_Text extract_:

- - - - - - -

This is part 7 of the VCP6-DCV Delta Study Guide. It covers network enahncements in vSphere 6.0 including Network I/O Control Version 3 and Multiple TCP/IP Stacks. After this section you should be able to understand and configure networks in vSphere 6.0.
- Network I/O Control Version 3
- Upgrade Network I/O Control to Version 3
- Bandwidth Allocation for System Traffic
- Bandwidth Allocation for Virtual Machine Traffic
- IPv6 in vSphere 6
- Multiple TCP/IP Stacks
Network I/O Control Version 3
vSphere Network I/O Control (NIOC) allows network bandwidth allocation to business-critical applications and to resolve situations where several types of traffic compete for common resources. In vSphere 6.0, Network I/O Control Version 3 allows bandwidth reservation to a virtual NIC in a virtual machine or an entire distributed port group. This ensures that other virtual machines or tenants in a multitenancy environment do not impact the SLA of other virtual machines or tenants sharing the same upstream links.
Bandwidth can be guaranteed on Virtual NIC level, or on the Distributed Port Group which enables different use cases:
Virtual NIC level
Enables bandwidth to be guaranteed at the virtual network interface on a virtual machine
Reservation set on the vNIC in the virtual machine properties
Allows vSphere administrators to guarantee bandwidth to mission critical virtual machines
Distributed Port Group
Enables bandwidth to be guaranteed to a specific VMware Distributed Switch port group
Reservation set on the VDS port group
Enables multi-tenancy on one VDS by guaranteeing bandwidth usage from one tenant won’t impact another
Enable Network I/O Control on a vSphere Distributed Switch
To activate NIOC, right-click the Distributed Switch and select Edit Settings. From the Network I/O Control drop-down menu, select Enable.
Upgrade Network I/O Control to Version 3
NIOC Version 3 is only supported on Distributed Switch Version 6.0.0. If you have upgraded the platform from vSphere 5.x, you have to upgrade the Distributed Switch to Version 6.0.0. You can verify the current version in the Summary tab of the Switch:
To start the upgrade, right-click the Switch and select Upgrade > Upgrade Distributed Switch
The upgrade of a NIOC to version 3 is disruptive. Certain functionality is available only in NIOC v2 and is removed during the upgrade to version 3:
- User-defined network resource pools including all associations between them and existing distributed port groups
You can preserve certain resource allocation settings by transferring the shares from the user-defined network resource pools to shares for individual network adapters. - Existing associations between ports and user-defined network resource pools
In Network I/O Control version 3, you cannot associate an individual distributed port to a network resource pool that is different from the pool assigned to the parent port group. - CoS tagging of the traffic that is associated with a network resource pool
Network I/O Control version 3 does not support marking traffic that has higher QoS demands with CoS tags. After the upgrade, to restore CoS tagging of traffic that was associated with a user-defined network resource pool, use the traffic filtering and marking networking policy.

- - - - - - -

Object position labeling entries:

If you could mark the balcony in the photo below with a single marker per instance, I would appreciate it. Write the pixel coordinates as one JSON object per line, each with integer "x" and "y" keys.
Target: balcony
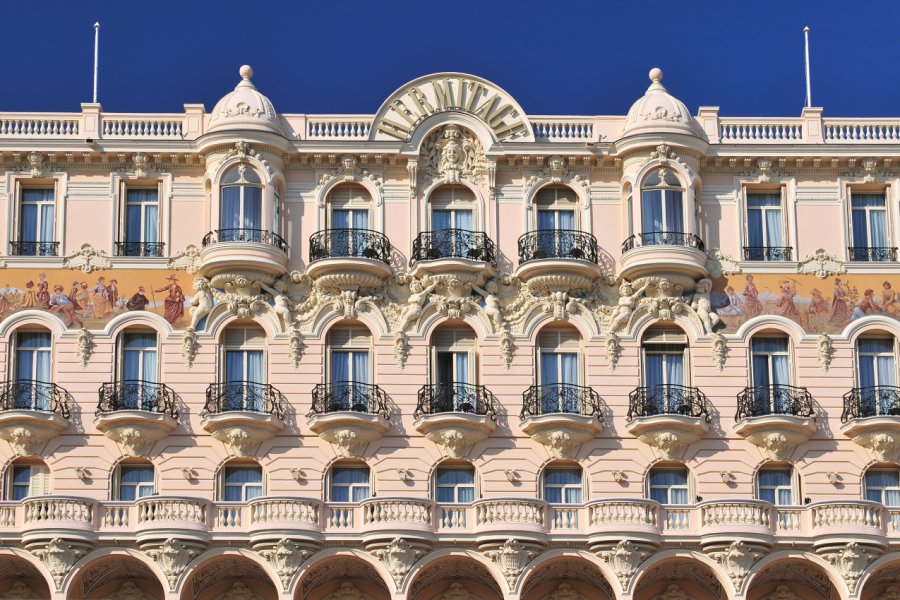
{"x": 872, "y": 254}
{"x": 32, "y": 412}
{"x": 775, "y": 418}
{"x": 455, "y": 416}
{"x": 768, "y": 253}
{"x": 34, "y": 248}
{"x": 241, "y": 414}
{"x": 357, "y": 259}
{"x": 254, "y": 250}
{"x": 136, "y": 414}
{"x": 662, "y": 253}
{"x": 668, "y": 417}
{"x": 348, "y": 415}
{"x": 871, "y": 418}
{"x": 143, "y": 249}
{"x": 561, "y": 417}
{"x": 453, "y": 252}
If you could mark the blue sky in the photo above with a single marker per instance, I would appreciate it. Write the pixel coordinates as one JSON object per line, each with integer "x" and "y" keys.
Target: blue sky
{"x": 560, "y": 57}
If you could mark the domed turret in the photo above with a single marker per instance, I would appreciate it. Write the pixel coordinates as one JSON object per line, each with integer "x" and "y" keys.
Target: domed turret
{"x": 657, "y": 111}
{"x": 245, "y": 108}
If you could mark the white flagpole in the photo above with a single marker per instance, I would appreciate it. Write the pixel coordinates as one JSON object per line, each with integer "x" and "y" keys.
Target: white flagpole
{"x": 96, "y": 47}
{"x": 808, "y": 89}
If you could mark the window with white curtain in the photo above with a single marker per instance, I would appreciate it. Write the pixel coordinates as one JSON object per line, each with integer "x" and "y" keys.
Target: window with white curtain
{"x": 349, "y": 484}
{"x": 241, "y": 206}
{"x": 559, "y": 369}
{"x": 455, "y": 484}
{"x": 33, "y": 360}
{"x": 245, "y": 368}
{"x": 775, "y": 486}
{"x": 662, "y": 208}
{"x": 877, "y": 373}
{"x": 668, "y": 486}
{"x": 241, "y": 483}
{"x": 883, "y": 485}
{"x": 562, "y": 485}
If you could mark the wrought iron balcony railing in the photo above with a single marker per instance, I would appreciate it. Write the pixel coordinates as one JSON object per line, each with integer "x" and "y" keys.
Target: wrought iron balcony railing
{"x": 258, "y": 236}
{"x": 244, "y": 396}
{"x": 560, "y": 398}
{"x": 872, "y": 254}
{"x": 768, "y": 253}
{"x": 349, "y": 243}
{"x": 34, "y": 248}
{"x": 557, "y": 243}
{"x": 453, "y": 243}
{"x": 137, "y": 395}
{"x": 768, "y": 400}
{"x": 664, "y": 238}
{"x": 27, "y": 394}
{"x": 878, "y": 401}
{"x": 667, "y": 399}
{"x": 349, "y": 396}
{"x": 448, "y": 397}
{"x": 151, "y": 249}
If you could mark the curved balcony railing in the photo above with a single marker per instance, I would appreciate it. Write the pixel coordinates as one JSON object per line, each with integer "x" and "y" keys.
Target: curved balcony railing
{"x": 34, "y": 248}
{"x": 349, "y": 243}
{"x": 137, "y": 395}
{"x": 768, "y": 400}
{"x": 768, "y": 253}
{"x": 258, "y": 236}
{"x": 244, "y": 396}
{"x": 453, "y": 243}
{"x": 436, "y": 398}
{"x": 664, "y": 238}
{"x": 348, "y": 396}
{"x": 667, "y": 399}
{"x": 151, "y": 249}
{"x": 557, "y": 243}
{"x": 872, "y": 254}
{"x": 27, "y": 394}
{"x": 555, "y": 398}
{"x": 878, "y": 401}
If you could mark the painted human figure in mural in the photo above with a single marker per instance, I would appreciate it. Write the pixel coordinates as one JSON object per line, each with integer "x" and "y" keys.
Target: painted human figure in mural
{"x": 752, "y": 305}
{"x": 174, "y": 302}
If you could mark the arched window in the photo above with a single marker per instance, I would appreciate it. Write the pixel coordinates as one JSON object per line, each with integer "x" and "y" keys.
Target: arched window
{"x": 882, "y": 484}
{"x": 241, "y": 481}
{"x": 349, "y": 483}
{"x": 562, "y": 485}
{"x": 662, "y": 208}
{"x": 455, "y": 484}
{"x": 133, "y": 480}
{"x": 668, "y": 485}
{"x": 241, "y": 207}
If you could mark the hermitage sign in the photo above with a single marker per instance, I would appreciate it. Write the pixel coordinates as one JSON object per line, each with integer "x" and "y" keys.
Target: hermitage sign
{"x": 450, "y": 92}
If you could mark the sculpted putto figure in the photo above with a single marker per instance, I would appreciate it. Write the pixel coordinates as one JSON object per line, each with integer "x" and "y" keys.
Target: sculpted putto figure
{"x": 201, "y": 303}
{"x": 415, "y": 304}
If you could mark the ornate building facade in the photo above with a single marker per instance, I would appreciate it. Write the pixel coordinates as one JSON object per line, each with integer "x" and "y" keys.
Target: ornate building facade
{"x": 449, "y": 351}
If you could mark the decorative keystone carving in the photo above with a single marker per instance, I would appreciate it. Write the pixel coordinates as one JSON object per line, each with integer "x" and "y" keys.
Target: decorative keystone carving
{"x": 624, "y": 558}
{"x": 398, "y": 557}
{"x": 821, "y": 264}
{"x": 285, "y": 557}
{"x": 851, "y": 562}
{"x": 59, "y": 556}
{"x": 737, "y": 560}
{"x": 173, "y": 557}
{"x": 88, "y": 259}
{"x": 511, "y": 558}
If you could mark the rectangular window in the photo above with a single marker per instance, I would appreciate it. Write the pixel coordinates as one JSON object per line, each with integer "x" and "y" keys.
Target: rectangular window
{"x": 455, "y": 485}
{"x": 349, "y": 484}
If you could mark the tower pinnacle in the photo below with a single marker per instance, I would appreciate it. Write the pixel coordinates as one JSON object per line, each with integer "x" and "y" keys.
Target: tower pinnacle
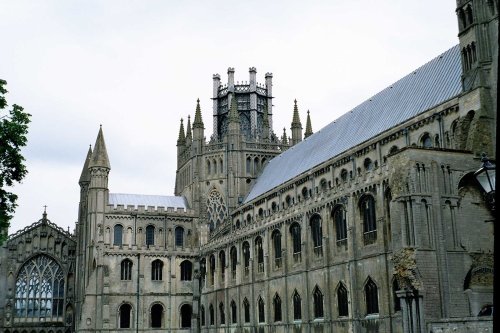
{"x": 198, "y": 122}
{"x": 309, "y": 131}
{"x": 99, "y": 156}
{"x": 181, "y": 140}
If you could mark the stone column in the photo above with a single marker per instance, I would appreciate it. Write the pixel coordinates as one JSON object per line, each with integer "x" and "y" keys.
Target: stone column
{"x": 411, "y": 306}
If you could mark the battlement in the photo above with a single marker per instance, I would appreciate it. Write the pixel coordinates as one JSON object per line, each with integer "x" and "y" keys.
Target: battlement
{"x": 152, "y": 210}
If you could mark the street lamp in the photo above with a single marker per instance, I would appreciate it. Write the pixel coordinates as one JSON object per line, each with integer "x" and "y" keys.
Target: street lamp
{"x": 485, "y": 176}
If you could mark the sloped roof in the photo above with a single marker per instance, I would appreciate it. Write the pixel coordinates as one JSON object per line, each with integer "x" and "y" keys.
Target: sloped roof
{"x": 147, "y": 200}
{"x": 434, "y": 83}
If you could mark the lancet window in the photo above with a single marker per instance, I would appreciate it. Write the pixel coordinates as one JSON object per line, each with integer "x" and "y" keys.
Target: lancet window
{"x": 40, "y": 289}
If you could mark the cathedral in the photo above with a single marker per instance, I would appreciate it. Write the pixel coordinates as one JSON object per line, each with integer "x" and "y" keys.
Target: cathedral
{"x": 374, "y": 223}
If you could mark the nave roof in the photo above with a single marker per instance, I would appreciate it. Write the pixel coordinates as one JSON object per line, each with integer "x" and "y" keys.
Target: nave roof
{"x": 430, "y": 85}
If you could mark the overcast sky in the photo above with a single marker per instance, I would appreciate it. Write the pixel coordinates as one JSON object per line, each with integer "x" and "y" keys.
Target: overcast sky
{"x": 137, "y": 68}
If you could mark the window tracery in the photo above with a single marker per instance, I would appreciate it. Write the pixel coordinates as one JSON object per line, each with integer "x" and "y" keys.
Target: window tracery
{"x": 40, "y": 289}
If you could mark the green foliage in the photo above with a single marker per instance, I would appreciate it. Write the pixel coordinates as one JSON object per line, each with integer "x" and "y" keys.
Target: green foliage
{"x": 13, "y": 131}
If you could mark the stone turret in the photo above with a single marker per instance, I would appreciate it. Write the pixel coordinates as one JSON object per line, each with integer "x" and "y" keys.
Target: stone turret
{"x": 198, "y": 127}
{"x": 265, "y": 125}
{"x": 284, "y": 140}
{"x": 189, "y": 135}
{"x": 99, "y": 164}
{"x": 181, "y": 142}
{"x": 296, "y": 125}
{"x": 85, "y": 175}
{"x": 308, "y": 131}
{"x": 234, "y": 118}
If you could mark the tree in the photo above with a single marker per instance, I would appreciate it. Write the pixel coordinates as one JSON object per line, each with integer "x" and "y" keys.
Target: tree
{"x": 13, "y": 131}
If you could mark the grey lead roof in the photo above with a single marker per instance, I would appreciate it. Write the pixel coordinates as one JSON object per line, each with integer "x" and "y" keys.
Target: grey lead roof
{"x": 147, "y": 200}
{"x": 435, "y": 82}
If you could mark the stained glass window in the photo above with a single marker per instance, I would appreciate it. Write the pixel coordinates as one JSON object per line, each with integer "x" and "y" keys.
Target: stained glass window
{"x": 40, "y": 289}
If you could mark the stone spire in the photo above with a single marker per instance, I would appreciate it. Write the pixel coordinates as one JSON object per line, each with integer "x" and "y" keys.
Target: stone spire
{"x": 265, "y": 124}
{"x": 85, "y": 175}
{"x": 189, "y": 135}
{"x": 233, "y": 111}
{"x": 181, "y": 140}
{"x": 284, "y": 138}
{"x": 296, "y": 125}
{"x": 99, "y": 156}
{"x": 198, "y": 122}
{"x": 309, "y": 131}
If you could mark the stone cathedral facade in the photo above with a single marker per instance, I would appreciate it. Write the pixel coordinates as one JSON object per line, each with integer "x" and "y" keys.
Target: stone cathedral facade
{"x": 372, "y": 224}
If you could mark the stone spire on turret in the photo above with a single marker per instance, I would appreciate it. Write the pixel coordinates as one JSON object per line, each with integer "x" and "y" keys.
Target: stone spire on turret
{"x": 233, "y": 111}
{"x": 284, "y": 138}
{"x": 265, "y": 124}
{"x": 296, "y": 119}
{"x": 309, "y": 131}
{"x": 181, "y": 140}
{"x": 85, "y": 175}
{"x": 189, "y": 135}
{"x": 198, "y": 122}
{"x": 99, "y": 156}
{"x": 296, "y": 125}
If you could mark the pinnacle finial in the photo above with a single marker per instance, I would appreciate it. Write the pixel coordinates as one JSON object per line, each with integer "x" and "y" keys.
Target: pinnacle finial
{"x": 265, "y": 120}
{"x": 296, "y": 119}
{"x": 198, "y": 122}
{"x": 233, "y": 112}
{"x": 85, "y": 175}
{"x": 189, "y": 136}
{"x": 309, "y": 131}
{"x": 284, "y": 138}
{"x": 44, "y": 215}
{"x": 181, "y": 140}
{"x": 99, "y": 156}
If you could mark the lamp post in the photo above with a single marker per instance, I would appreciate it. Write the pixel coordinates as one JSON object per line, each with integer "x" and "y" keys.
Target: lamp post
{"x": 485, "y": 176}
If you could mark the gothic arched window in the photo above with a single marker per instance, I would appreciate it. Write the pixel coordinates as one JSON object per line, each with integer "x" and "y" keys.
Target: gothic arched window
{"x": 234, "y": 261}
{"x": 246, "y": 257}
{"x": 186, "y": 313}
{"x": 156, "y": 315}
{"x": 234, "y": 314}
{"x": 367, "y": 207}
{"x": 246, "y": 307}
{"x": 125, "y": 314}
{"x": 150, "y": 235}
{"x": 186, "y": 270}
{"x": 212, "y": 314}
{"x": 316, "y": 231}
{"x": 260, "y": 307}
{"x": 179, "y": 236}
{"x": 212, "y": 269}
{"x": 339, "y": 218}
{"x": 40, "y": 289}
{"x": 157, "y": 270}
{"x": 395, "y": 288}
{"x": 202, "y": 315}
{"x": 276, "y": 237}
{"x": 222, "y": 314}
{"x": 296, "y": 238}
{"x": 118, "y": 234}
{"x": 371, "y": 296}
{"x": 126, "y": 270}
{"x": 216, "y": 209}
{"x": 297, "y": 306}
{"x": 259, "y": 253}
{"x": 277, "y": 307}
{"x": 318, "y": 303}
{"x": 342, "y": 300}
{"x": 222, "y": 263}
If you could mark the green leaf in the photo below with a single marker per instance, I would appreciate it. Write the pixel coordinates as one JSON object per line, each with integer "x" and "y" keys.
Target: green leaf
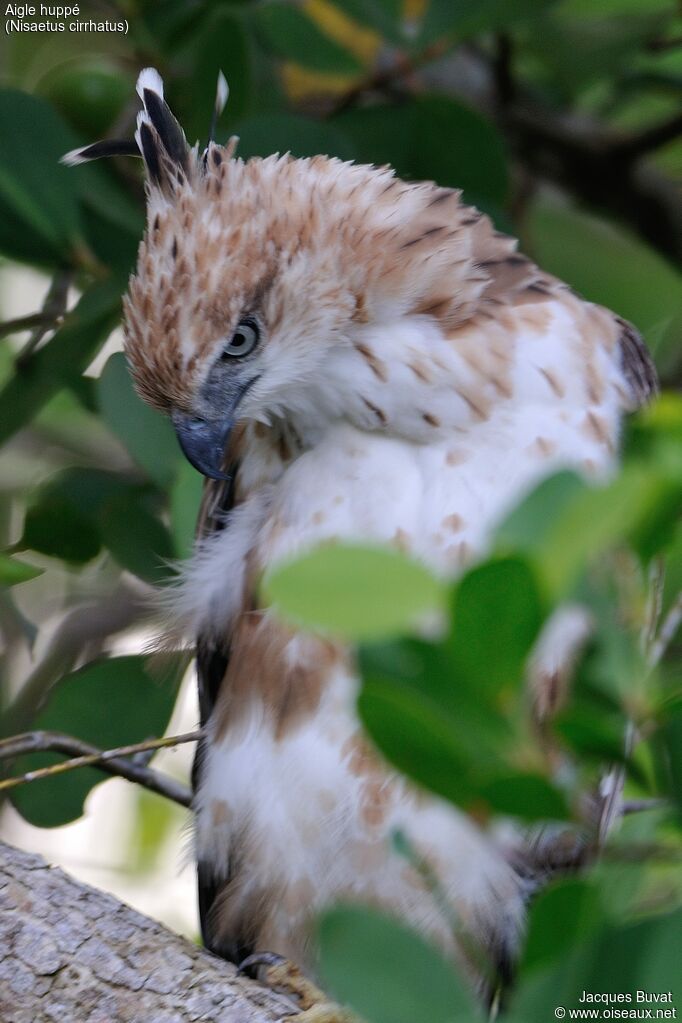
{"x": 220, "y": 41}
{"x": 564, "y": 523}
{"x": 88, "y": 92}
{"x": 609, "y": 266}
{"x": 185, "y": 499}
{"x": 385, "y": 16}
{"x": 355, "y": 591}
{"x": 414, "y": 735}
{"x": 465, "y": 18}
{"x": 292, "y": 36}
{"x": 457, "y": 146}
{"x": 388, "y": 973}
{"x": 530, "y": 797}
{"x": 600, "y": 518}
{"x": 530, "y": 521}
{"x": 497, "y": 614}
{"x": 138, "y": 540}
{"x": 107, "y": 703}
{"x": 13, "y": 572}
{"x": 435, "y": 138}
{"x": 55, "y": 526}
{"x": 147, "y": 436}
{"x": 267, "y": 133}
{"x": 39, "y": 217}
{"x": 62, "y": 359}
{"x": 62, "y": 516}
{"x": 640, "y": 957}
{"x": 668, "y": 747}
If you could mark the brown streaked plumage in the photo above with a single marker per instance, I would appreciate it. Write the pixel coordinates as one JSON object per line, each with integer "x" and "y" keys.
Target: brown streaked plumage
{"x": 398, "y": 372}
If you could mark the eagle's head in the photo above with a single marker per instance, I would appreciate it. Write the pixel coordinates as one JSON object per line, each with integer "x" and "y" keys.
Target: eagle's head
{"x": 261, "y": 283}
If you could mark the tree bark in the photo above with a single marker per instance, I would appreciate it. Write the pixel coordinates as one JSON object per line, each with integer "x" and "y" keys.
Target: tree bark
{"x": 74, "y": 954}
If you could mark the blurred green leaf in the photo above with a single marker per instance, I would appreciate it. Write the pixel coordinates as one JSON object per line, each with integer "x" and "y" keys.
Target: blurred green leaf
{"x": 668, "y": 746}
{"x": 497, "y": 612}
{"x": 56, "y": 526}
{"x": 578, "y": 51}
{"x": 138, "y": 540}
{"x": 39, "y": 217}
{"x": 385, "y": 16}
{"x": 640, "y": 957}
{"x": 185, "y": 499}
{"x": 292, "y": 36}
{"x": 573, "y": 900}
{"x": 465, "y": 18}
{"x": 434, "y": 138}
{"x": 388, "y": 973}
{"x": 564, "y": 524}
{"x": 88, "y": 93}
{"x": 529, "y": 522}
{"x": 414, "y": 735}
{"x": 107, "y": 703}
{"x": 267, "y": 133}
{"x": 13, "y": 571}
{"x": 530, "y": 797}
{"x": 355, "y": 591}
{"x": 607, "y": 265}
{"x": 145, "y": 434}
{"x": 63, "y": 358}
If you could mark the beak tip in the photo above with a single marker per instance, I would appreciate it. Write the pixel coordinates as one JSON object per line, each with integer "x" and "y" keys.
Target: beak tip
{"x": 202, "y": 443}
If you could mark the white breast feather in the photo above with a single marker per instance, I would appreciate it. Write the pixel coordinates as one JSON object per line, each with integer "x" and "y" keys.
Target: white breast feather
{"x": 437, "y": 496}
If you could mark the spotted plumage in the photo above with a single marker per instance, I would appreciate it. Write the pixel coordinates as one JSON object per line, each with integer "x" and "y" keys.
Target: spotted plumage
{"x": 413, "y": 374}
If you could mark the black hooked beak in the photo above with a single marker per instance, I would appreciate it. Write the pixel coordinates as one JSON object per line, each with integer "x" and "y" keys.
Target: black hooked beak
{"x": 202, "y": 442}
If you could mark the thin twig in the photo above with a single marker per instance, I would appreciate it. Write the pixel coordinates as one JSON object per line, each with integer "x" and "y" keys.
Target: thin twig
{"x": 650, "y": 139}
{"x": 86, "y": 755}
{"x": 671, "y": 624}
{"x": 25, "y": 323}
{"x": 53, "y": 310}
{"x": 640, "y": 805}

- - - - - - -

_Written problem 1_:
Write out the passage of the vSphere networking guide from "This is part" up to and including "in vSphere 6.0.".
_Written problem 2_:
List the topics named in the bulleted list at the start of the vSphere networking guide.
The rows come from a separate source.

_Finished answer 1_:
This is part 7 of the VCP6-DCV Delta Study Guide. It covers network enahncements in vSphere 6.0 including Network I/O Control Version 3 and Multiple TCP/IP Stacks. After this section you should be able to understand and configure networks in vSphere 6.0.

_Finished answer 2_:
- Network I/O Control Version 3
- Upgrade Network I/O Control to Version 3
- Bandwidth Allocation for System Traffic
- Bandwidth Allocation for Virtual Machine Traffic
- IPv6 in vSphere 6
- Multiple TCP/IP Stacks